### Goal of the exercise
Reproduce every line from the one containing "Guideline: the keypoint for each instance of the overcast" through the end of the records, requests included, and shift each keypoint coordinate in the answers up by 43.

### Records for the task
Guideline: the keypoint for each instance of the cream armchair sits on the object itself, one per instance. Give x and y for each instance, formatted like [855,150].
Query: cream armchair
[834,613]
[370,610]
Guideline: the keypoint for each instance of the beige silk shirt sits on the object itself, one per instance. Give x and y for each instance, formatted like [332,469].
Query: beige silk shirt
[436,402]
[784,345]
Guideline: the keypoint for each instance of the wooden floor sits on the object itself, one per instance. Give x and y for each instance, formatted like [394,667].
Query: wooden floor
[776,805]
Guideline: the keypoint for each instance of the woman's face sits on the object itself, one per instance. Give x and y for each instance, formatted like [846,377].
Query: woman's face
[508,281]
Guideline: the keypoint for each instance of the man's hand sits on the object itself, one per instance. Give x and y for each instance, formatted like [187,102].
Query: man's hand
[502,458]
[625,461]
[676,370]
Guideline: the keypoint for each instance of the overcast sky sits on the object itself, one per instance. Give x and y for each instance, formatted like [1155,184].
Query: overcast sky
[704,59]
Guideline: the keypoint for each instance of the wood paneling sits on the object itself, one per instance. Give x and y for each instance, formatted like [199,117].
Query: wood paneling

### Exercise solution
Guideline: the keypoint for each instance of the overcast sky sits on the object itself, one per instance. Give x and y for each instance, formatted like [1155,184].
Query: overcast sky
[747,102]
Guideline: the keypoint for each instance of the wood paneling sits on the object itself, one per instance. Give x and y for each instance, formatted like [199,117].
Query: wood paneling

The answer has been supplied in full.